[Texte extrait]

Suite ferraraiseTéléchargez l'intégralité du texte (les trois livres) au format epub

trad. Vincent

Note sur la présente édition

Le Roland Amoureux de Boiardo, inachevé, composé en plusieurs fois entre 1483 et 1495, a été dévoré par la continuation opérée par l'Arioste (Roland furieux). Il n'est connu aujourd'hui en français que par l'imitation effectuée par Lesage en 1717. "Imitation" signifie réécriture et, pour mettre Boiardo au goût du public du temps, Lesage prend d'innombrables libertés. Quoique cet ouvrage procure un délicieux plaisir, c'est du Lesage, pas du Boiardo.
Sans entrer dans les détails (cf. mon Histoire du texte), le poème de Boiardo a été retrouvé au XIXe (Panizzi) et reconstitué. Il a fait l'objet d'une publication en Italie (Aldo Scaglione, Collezione: Classici Italiani, UTET, Torino 1984, 2a edizione elettronica, 2001). Aucune traduction française n'a été effectuée depuis celles de Vincent (1549-50) et Rosset (1619).
Quoique les deux "dériment" le poème pour en faire un roman, elles suivent Boiardo assez fidèlement. J'ai choisi celle de Vincent. Malgré des erreurs de détail que lui reproche méchamment Rosset (qui en commet aussi et dont le français est douteux), Vincent assure une transposition intègre, tandis que Rosset, lui-même auteur (Histoires tragiques etc.), interpole et extrapole, lardant son texte de louanges amphigouriques au jeune Louis XIII dont il cherche la faveur.
Ceci dit, le livre de Vincent (voir l'original sur Gallica) est rebutant pour le lecteur du XXIe siècle. Vincent et son imprimeur ne connaissent d'autres divisions que les chants. Chaque chant est imprimé en longues lignes continues, alors que le primesautier Boiardo saute perpétuellement d'un sujet à un autre. J'ai donc introduit des coupures lors des changements de thèmes et des sauts de ligne pour aérer la lecture.

[Consigne A] Dans les enregistrements, recopiez tout ce qui va de la ligne contenant "Find every instance of the ski pole" jusqu'à la ligne contenant "x=163 y=202", en remplaçant "drop a point on each" par "mark each one with a point" sans rien modifier d'autre.
La note sur l'édition du Roland amoureux et les enregistrements sont deux matériaux indépendants l'un de l'autre.

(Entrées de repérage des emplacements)
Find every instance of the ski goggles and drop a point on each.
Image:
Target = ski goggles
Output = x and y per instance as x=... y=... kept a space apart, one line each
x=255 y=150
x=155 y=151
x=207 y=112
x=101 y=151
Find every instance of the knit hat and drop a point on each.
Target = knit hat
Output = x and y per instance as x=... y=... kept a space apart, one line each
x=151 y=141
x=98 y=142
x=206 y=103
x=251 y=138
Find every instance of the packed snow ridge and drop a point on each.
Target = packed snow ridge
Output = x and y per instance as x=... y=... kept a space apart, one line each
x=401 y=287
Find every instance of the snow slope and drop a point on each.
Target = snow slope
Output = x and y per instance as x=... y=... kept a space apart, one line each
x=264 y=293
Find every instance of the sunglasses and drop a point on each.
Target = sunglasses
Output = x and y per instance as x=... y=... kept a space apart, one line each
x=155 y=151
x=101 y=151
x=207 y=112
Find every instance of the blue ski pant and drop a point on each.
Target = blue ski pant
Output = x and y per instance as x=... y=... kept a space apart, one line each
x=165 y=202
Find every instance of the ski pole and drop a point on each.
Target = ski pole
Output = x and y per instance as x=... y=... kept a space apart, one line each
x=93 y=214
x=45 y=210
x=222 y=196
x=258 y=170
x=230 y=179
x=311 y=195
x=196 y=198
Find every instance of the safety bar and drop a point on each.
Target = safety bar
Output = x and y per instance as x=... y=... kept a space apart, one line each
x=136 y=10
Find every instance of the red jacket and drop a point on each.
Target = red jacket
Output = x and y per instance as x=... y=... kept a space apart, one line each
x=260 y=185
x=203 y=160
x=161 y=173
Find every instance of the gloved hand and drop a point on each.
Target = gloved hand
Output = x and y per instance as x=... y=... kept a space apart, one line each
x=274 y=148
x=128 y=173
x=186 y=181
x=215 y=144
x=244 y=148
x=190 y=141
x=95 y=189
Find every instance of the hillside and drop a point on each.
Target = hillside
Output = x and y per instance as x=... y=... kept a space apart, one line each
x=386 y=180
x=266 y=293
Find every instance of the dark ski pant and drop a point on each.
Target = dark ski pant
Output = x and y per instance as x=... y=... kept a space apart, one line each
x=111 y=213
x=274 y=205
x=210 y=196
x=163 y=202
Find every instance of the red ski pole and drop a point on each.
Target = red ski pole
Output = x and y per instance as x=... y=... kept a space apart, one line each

[Consigne B] Rédigez la suite de la note sur l'édition du Roland amoureux.

[Résultat A]
Find every instance of the ski pole and mark each one with a point.
Target = ski pole
Output = x and y per instance as x=... y=... kept a space apart, one line each
x=93 y=214
x=45 y=210
x=222 y=196
x=258 y=170
x=230 y=179
x=311 y=195
x=196 y=198
Find every instance of the safety bar and mark each one with a point.
Target = safety bar
Output = x and y per instance as x=... y=... kept a space apart, one line each
x=136 y=10
Find every instance of the red jacket and mark each one with a point.
Target = red jacket
Output = x and y per instance as x=... y=... kept a space apart, one line each
x=260 y=185
x=203 y=160
x=161 y=173
Find every instance of the gloved hand and mark each one with a point.
Target = gloved hand
Output = x and y per instance as x=... y=... kept a space apart, one line each
x=274 y=148
x=128 y=173
x=186 y=181
x=215 y=144
x=244 y=148
x=190 y=141
x=95 y=189
Find every instance of the hillside and mark each one with a point.
Target = hillside
Output = x and y per instance as x=... y=... kept a space apart, one line each
x=386 y=180
x=266 y=293
Find every instance of the dark ski pant and mark each one with a point.
Target = dark ski pant
Output = x and y per instance as x=... y=... kept a space apart, one line each
x=111 y=213
x=274 y=205
x=210 y=196
x=163 y=202

[Résultat B]
D'autre part, si, globalement, le vocabulaire et la syntaxe de Vincent restent compréhensibles, la lourdeur du style demande souvent un effort soutenu. J'ai donc allégé quelque peu. Si des mots comme "douloir", "ahontir", "conquêter", "anichiler" etc. ne posent pas vraiment problème, quelques réfractaires sont explicités entre crochets.
Enfin, Boiardo et le public de son temps se complaisent aux longueurs des récits des combats et de leurs péripéties, toujours les mêmes. Les héros, féés de nature ou protégés par des armures enchantées, usent d'épées magiques et ne peuvent ni se tuer, ni se blesser, tout juste s'assommer. Leur cheval prend alors du champ pour laisser le guerrier revenir à soi, et il retourne au combat que seule la nuit interrompt (car se combattre en ténèbres n'est pas le fait d'un chevalier mais d'un brigand). Ennuyé outre mesure par ces fastidieux et répétitifs morceaux de bravoure, je me suis permis de les abréger, voire de sauter des détails (les coupures sont notées par des points de suspension).
J'ai procédé de même avec les longues énumérations imitées d'Homère, des noms, qualités et attributs des chefs des armées.
Telle est ma seule vraie infidélité à Vincent et Boiardo. Je ne pense pas que le lecteur moderne se plaigne de mon initiative.
Vincent fait précéder chaque chant d'un résumé que j'ai reproduit. Désireux de structurer le texte, j'ai cherché des titres. Aucun ne colle vraiment à des contenus trop divers. Comme le livre I commence par l'offensive de Gradasse (et quoique celle-ci n'en occupe qu'une faible partie), j'en ai tiré son intitulé. De même avec Agramant pour le livre II, et Mandricard pour le livre III. Ce sont trois vagues d'invasion qui finissent par se confondre. Quant aux chants, j'ai pris pour titre celui de leur thème qui est le plus significatif.
Au total, le texte qu'on va lire pour la première fois depuis quatre siècles, adapte un peu la forme pour la rendre plus digeste mais se conforme à celui de Vincent : fidélité microscopique et trahison macroscopique (la mise en prose transforme un poème en roman).
***
L'entrelacement des épisodes et des thèmes, comme l'élasticité du temps et de l'espace, rendent impossible de résumer un récit dans lequel on se perd à plaisir. J'ai néanmoins tenu la gageure et, en éliminant les personnages secondaires, je donne ci-après, l'essentiel de chaque livre.

Livre I

Gradasse attaque Charlemagne (pour prendre Bayard et Durandal).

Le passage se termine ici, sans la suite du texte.